*EXERCISE BRIEF*: Copy every line of the records below, keeping each character, space, and line break unchanged.
..............................
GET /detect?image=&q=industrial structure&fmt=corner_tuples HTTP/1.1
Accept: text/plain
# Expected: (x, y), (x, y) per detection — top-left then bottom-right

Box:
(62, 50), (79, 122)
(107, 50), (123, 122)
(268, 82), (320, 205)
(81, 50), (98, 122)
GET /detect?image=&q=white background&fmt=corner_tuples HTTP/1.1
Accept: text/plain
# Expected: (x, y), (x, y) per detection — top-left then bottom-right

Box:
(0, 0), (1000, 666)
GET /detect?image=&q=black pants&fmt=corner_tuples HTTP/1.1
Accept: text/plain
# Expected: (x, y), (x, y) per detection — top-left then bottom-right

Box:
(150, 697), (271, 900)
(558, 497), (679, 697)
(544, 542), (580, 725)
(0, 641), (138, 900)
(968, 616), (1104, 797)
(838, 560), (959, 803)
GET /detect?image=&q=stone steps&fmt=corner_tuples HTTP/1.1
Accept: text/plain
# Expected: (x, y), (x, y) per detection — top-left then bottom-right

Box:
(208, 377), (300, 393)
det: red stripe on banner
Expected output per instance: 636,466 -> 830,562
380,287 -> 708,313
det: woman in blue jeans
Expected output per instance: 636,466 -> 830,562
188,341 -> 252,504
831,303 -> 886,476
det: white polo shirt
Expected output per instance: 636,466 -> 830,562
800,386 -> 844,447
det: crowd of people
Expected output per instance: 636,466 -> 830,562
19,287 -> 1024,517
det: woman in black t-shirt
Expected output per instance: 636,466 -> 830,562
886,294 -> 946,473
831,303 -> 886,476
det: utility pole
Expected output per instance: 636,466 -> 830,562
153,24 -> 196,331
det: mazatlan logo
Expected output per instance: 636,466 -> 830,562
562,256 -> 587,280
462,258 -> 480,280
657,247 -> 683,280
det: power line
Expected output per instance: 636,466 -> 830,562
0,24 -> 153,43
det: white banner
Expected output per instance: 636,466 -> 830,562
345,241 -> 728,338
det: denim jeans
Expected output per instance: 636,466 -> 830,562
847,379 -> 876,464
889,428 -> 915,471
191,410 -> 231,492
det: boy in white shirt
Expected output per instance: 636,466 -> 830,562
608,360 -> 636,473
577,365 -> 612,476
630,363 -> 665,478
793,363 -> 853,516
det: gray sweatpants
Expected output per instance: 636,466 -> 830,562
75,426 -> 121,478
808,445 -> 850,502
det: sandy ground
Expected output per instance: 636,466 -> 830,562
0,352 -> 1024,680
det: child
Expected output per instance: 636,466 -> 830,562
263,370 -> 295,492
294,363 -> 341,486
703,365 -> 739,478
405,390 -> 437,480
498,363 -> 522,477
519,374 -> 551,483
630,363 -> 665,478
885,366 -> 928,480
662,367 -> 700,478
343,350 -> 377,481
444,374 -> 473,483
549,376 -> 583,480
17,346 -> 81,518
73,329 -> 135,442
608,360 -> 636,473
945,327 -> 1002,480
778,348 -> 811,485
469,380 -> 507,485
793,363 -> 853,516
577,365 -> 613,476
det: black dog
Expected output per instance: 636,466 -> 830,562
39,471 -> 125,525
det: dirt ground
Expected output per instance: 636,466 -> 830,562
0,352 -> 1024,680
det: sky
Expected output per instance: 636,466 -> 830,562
..............................
*SOLUTION FOR THIS PROBLEM*:
GET /detect?image=&q=industrial structure&fmt=corner_tuples HTTP/1.1
Accept: text/plain
# Expected: (x, y), (x, y) per detection — top-left then bottom-right

Box:
(62, 50), (79, 122)
(107, 50), (123, 122)
(268, 82), (320, 205)
(81, 50), (98, 122)
GET /detect?image=&q=white background&fmt=corner_tuples HTTP/1.1
Accept: text/plain
# Expected: (x, y), (x, y) per detection — top-left then bottom-right

Box:
(0, 0), (1000, 666)
GET /detect?image=&q=black pants&fmt=corner_tuples HTTP/1.1
Accept: text/plain
# Expected: (x, y), (x, y) per detection — top-left then bottom-right

Box:
(150, 697), (271, 900)
(558, 497), (679, 697)
(544, 542), (580, 725)
(0, 641), (138, 900)
(968, 616), (1104, 797)
(838, 560), (959, 803)
GET /detect?image=&q=stone steps&fmt=corner_tuples HTTP/1.1
Accept: text/plain
# Expected: (x, y), (x, y) per detection — top-left then bottom-right

Box:
(208, 377), (300, 393)
det: red stripe on banner
Expected output per instance: 636,466 -> 830,562
380,287 -> 708,313
det: woman in blue jeans
Expected output per instance: 636,466 -> 830,562
188,341 -> 252,504
831,303 -> 886,476
det: white polo shirt
Expected output per instance: 636,466 -> 830,562
800,386 -> 844,447
det: crowd of people
Expected output per instance: 636,466 -> 830,562
19,287 -> 1024,517
det: woman in black t-shirt
Expected output per instance: 636,466 -> 830,562
886,294 -> 946,473
831,303 -> 886,476
det: utility pole
Expected output per instance: 636,466 -> 830,562
153,24 -> 196,331
det: mazatlan logo
Expected output per instance: 636,466 -> 830,562
562,256 -> 587,280
462,258 -> 480,280
657,247 -> 683,280
det: power line
Expected output per instance: 636,466 -> 830,562
0,24 -> 153,43
det: white banner
Expected output per instance: 636,466 -> 830,562
345,241 -> 728,338
det: denim jeans
Expected output per instance: 636,466 -> 830,562
847,379 -> 876,464
889,428 -> 915,471
191,410 -> 231,492
det: boy in white shirt
Expected output per instance: 636,466 -> 830,562
608,360 -> 636,473
577,365 -> 612,476
630,363 -> 665,478
793,363 -> 853,516
det: gray sweatpants
Expected output per instance: 636,466 -> 830,562
75,426 -> 121,478
808,445 -> 850,502
det: sandy ground
Expected output per instance: 636,466 -> 830,562
0,352 -> 1024,680
det: child
Expected output per instance: 636,466 -> 830,562
263,370 -> 295,492
294,363 -> 341,486
703,365 -> 739,478
405,390 -> 437,480
498,363 -> 522,477
519,374 -> 551,483
630,363 -> 665,478
885,366 -> 928,480
662,367 -> 700,478
343,350 -> 377,481
444,374 -> 473,483
549,376 -> 583,480
17,346 -> 81,518
73,329 -> 135,442
608,360 -> 636,473
945,327 -> 1002,480
778,348 -> 811,485
469,380 -> 507,485
793,363 -> 853,516
577,365 -> 613,476
det: black dog
Expected output per instance: 636,466 -> 830,562
39,471 -> 125,525
det: dirt ground
Expected output per instance: 636,466 -> 830,562
0,352 -> 1024,680
det: sky
Expected output per instance: 636,466 -> 830,562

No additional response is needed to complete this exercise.